## Supplied records
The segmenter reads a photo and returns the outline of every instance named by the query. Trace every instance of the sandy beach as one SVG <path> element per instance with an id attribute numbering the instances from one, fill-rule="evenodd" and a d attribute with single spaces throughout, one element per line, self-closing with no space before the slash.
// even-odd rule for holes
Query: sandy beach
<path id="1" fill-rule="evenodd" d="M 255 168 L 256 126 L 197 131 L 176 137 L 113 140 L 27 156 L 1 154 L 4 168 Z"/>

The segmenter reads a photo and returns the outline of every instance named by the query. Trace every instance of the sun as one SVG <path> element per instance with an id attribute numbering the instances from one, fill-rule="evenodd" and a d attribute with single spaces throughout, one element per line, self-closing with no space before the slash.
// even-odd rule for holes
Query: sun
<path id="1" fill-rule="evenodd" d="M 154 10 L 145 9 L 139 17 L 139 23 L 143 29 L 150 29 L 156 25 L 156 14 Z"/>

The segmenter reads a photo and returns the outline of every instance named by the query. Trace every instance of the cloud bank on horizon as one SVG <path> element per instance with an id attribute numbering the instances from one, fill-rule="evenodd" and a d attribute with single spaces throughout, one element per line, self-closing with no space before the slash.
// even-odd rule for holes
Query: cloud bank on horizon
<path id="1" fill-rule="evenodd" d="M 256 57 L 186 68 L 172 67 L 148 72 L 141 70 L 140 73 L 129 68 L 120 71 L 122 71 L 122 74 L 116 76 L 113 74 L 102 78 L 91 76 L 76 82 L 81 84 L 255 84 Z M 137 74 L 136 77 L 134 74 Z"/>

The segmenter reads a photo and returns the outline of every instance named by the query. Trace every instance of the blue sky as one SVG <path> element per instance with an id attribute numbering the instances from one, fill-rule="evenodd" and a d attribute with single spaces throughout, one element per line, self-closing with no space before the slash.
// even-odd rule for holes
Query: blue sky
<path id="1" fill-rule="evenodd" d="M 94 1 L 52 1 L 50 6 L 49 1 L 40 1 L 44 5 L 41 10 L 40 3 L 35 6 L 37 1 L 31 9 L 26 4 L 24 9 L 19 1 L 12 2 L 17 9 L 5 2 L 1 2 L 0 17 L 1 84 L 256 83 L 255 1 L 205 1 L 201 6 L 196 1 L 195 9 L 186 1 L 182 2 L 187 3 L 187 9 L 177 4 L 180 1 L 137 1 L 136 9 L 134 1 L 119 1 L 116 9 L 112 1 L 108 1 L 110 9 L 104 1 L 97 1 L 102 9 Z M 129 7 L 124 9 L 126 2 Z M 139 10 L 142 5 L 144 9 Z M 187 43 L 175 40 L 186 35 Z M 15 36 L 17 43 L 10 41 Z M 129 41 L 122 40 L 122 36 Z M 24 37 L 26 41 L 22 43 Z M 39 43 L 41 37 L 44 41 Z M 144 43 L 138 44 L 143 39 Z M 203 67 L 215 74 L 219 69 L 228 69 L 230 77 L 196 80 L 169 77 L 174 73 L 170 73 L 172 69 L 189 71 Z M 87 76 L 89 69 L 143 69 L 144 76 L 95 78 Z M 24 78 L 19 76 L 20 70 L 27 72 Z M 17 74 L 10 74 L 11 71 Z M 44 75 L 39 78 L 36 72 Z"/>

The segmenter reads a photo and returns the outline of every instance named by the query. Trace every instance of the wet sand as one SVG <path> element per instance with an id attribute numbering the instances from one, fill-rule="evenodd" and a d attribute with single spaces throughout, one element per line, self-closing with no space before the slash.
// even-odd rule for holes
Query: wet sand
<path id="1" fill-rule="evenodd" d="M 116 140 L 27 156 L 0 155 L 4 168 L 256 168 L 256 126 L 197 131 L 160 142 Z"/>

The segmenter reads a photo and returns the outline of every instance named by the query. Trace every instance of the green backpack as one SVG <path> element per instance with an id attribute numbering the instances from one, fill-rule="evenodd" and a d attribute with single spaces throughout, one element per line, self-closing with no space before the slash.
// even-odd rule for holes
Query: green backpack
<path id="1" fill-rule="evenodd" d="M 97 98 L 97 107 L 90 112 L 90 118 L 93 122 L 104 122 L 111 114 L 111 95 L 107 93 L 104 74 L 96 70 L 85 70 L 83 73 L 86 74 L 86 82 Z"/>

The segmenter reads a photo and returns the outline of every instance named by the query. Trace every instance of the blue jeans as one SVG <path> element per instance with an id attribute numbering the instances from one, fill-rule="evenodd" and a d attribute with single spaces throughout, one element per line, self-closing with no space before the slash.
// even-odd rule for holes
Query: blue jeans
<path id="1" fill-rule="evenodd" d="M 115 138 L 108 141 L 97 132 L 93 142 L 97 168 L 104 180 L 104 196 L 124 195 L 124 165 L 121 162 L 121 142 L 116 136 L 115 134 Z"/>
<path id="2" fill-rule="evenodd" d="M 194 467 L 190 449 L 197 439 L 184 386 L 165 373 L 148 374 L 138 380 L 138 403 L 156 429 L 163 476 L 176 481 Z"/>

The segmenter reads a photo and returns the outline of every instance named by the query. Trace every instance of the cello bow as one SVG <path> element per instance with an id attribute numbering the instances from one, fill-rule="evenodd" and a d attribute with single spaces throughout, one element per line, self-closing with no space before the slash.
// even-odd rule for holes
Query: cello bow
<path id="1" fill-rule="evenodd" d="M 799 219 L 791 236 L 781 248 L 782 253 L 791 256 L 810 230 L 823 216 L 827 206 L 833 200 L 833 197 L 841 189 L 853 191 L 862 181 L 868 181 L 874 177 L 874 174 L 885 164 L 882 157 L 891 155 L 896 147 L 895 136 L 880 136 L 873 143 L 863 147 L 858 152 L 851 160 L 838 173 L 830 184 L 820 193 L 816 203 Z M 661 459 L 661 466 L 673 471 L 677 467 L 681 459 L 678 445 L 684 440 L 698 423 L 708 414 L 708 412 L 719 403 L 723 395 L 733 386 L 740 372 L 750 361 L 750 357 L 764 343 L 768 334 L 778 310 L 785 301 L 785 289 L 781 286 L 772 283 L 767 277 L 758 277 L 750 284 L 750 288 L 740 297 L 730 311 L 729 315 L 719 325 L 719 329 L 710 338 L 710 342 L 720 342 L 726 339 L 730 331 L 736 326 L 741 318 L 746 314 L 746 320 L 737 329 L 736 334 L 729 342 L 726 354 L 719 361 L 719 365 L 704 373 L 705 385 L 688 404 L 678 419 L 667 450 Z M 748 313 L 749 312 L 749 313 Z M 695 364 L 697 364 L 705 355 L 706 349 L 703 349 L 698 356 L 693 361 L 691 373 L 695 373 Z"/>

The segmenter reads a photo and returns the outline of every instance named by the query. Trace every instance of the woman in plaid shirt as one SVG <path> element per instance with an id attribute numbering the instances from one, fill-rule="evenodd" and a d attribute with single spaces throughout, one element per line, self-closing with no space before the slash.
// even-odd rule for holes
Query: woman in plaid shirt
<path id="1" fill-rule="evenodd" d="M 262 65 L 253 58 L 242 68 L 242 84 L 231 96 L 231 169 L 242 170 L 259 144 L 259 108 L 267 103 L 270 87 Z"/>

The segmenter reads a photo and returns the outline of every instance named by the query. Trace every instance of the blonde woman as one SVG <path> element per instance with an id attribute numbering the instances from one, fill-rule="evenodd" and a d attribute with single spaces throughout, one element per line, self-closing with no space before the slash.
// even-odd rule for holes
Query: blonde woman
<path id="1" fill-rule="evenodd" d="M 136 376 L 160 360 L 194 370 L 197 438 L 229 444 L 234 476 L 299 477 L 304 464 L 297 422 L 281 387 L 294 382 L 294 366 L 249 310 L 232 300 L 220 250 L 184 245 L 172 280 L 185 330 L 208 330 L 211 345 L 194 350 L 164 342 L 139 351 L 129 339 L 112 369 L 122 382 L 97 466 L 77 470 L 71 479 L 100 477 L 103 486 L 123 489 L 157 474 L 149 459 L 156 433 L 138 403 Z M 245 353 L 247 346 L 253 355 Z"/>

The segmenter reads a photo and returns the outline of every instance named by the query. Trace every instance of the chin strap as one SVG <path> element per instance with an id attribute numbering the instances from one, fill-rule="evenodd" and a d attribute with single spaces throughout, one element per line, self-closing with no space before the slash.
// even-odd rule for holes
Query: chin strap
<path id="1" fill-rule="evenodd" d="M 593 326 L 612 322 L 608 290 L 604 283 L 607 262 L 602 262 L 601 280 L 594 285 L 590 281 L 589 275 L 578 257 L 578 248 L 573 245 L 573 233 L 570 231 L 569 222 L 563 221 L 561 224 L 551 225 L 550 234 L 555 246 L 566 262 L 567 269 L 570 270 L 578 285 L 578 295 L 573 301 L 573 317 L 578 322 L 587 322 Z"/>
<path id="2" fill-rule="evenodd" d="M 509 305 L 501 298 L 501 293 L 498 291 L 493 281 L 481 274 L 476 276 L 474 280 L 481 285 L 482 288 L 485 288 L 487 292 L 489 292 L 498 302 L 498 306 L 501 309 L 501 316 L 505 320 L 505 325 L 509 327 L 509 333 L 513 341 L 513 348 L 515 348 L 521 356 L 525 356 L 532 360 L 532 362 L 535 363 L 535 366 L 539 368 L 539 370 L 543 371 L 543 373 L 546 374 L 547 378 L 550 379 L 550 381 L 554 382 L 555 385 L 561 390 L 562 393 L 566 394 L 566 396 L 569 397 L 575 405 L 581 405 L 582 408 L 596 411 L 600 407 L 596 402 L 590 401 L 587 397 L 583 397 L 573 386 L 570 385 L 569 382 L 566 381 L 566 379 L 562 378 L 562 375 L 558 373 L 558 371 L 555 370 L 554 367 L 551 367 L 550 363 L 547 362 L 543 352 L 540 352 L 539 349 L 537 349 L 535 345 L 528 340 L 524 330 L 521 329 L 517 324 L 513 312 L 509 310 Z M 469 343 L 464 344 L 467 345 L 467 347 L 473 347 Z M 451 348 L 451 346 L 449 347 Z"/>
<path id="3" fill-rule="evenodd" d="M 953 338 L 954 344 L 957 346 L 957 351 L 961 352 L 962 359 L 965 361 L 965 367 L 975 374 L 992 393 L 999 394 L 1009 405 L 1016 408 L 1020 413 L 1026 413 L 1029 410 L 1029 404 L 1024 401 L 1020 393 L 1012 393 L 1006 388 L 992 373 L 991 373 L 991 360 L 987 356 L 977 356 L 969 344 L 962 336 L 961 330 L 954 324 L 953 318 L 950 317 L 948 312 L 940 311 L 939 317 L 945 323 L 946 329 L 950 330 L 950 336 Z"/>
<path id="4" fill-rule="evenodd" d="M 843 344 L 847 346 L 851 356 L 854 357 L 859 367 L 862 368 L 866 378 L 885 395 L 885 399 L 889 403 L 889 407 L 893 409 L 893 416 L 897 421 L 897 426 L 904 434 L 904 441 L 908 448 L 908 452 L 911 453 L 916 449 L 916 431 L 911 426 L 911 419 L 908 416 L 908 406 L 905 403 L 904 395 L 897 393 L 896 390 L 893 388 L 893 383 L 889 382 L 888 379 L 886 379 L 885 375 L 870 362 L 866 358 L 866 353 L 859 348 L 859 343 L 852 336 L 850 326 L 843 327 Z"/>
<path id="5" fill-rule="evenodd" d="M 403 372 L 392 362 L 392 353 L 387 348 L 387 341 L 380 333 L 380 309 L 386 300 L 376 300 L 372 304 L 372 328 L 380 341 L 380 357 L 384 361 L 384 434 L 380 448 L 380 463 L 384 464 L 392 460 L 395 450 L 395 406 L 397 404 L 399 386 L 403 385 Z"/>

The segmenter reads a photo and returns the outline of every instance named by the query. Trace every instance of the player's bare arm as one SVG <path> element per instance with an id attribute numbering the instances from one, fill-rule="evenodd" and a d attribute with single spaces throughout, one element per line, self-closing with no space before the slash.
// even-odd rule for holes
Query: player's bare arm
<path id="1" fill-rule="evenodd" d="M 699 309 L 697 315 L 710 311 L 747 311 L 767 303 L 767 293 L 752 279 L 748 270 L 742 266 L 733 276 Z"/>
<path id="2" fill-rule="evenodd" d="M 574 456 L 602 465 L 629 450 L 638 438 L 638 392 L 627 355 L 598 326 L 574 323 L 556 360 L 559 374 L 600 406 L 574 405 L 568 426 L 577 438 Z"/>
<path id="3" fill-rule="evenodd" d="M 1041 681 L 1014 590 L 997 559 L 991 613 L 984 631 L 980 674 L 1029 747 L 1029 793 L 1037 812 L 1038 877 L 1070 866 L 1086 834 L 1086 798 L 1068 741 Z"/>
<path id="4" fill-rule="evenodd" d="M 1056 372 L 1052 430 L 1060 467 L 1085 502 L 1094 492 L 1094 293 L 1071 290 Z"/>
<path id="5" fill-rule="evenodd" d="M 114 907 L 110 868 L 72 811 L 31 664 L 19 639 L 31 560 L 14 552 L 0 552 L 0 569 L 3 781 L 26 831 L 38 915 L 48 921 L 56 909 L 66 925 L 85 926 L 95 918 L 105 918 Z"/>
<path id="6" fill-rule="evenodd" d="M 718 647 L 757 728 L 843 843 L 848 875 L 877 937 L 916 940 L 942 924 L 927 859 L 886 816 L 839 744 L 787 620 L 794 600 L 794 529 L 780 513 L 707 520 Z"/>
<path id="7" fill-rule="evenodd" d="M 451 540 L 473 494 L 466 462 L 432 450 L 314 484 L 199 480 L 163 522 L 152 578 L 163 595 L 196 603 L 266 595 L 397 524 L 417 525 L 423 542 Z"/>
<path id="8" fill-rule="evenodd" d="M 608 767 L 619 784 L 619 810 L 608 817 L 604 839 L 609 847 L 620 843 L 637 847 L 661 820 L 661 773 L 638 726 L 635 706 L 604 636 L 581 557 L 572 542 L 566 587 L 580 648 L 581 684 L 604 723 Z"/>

## Aim of the task
Reproduce the part of the material above that opens with the line containing "of the player's" and closes at the end of the material, both ends included, with the requests kept as they are. In the answer outlines, multiply every coordinate by 1.05 and round it to a whole number, rounding halves up; give nothing else.

## Finished answer
The segmenter reads a photo and returns the outline of every instance named by the query. Trace every instance of the player's bare arm as one SVG <path> element per instance with an id attribute numbering the instances from one, fill-rule="evenodd" and a d attribute with single spaces throughout, one element per line, self-closing with no space before the slash.
// even-odd rule for holes
Query: player's bare arm
<path id="1" fill-rule="evenodd" d="M 734 324 L 732 331 L 746 327 L 784 327 L 805 318 L 805 308 L 790 293 L 785 284 L 779 279 L 770 290 Z"/>
<path id="2" fill-rule="evenodd" d="M 603 479 L 632 488 L 660 473 L 670 460 L 670 412 L 658 373 L 628 342 L 603 339 L 584 378 L 587 393 L 630 426 L 603 425 L 596 447 L 606 460 Z"/>
<path id="3" fill-rule="evenodd" d="M 1093 715 L 1065 620 L 1047 587 L 1041 644 L 1033 663 L 1029 708 L 1080 784 L 1080 833 L 1089 853 L 1090 921 L 1124 909 L 1140 876 L 1140 838 L 1121 778 Z"/>
<path id="4" fill-rule="evenodd" d="M 1109 391 L 1105 452 L 1113 490 L 1139 527 L 1149 517 L 1149 308 L 1125 305 Z"/>
<path id="5" fill-rule="evenodd" d="M 120 952 L 116 911 L 76 852 L 33 697 L 20 671 L 33 588 L 15 580 L 0 580 L 0 597 L 3 820 L 27 873 L 40 961 L 50 967 L 59 954 L 69 971 L 89 972 L 100 964 L 110 964 Z"/>
<path id="6" fill-rule="evenodd" d="M 754 679 L 795 764 L 885 885 L 890 919 L 921 984 L 962 987 L 989 970 L 973 902 L 930 857 L 881 781 L 826 651 L 834 630 L 834 555 L 819 539 L 742 546 Z"/>
<path id="7" fill-rule="evenodd" d="M 474 567 L 497 519 L 489 485 L 454 473 L 330 508 L 209 504 L 171 548 L 160 607 L 171 625 L 206 633 L 279 625 L 417 550 L 438 551 L 444 569 Z"/>
<path id="8" fill-rule="evenodd" d="M 638 805 L 650 823 L 650 851 L 638 858 L 634 881 L 639 889 L 651 885 L 669 889 L 694 861 L 694 812 L 670 762 L 667 741 L 634 668 L 610 585 L 601 569 L 594 616 L 609 680 L 610 718 L 634 759 Z"/>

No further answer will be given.